What this exercise asks
[1] In the supply chain survey article, rewrite the paragraph beginning "Indeed, 70% of supply chain executives" as a short list that keeps its main facts.
[2] According to the supply chain survey article, what share of industry insiders responding to the recent poll indicated a pessimistic outlook for the year ahead?
[3] Write the next part of the supply chain survey article, continuing after its last sentence.

Passage shown

The past year-plus has seen a lot of ups and downs for companies at all stages of the supply chain, and many are only now beginning to get back to normal operations after months of adapting to pandemic norms. However, those within the industry are expressing some optimism about what comes next, to the point that only 10% of industry insiders responding to a recent poll indicated a pessimistic outlook for the year ahead.
Indeed, 70% of supply chain executives polled in a GlobalTranz Enterprises survey said that they thought the rollout of the various COVID-19 vaccines in the U.S. and around the world would result in new customers for their companies. Furthermore, 94% anticipate a robust economic recovery in light of widespread vaccinations.
Meanwhile, there were some areas of concern for these companies, including nearly 2 in 5 who cited higher transport costs, and 31% who were worried about not having enough workers on staff to meet consumer demand, the survey showed. Slightly more also said they were concerned about having enough materials on hand to match demand. However, to that end, close to 4 in 5 of companies are prioritizing increased warehouse space this year, and even more will invest in supply chain visibility. Beyond that, more execs are also interested in localizing their supply chains where they can, including reshoring operations.

Supplied entries

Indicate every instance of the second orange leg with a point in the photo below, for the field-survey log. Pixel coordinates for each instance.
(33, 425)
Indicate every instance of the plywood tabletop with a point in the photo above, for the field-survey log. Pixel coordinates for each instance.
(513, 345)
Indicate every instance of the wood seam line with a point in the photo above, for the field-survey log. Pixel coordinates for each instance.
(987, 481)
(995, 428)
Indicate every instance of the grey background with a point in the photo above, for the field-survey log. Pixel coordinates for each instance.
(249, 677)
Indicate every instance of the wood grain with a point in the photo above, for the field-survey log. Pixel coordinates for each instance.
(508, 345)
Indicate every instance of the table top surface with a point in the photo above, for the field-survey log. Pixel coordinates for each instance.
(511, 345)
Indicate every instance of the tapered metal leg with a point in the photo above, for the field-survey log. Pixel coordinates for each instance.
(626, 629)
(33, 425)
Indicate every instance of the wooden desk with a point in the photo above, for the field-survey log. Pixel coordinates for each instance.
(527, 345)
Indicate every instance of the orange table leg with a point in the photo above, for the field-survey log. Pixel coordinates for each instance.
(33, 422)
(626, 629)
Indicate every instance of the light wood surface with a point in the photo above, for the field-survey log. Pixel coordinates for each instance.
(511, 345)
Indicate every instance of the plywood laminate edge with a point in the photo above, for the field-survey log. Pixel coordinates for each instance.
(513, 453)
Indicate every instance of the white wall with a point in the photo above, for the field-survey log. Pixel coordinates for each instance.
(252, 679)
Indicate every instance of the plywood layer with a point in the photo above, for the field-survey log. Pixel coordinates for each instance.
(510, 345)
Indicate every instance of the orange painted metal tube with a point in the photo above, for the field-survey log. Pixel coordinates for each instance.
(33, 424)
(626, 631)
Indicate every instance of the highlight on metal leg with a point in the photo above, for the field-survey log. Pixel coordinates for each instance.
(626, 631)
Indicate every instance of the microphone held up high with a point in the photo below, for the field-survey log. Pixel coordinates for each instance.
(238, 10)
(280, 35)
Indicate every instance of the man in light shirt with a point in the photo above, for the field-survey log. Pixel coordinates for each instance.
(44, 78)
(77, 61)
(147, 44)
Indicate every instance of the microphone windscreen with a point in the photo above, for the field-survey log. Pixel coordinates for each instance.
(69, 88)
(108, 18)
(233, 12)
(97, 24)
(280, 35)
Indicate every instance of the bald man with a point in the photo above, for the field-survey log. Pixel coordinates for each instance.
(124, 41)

Your written answers
[1]
- 70% of supply chain executives polled in a GlobalTranz Enterprises survey expect the COVID-19 vaccine rollout in the U.S. and worldwide to bring their companies new customers.
- 94% anticipate a robust economic recovery because of widespread vaccinations.

[2] Only 10%.

[3]
How did we get here?
A similar survey from Fictiv, as part of the firm’s 2021 State of Manufacturing Report, found that the outbreak was a reality check in terms of helping companies re-prioritize their efforts and make sure they are more closely aligned with their ongoing needs. In fact, 95% of industry leaders polled said they now realize how widely the pandemic affected their business, and that digital transformation is going to be necessary when it comes to ensuring future success within the industry.
At the same time, 94% of respondents said they recognized issues with the current supply chains and many are trying to “future-proof” their operations. That includes 89% who are looking at more sustainable manufacturing, 84% that are shifting to a more on-demand model, and 62% pursuing reshoring efforts.
Beyond that, 55% of manufacturing insiders said their biggest barrier to reshoring is a lack of workforce training, well ahead of issues such as cost, lack of capacity or technological shortcomings — cited by 43%, 36% and 31%, respectively.
Of course, companies may have any number of goals as it relates to being better supply chain partners or improving processes. However, many companies now rely on highly complex webs of relationships with partners and clients that make these improvements complicated, according to Supply & Demand Chain Executive. As such, it may be wise to start with improving customer service or partner relations, as this can help grease the skids and increase their base of knowledge and dependability for others. Once that is done, it allows companies to pivot more of their efforts to internal improvements.
Obviously, there is no silver bullet to consistently successful supply chain operation, and you should always be looking for ways to get the most out of everything you do.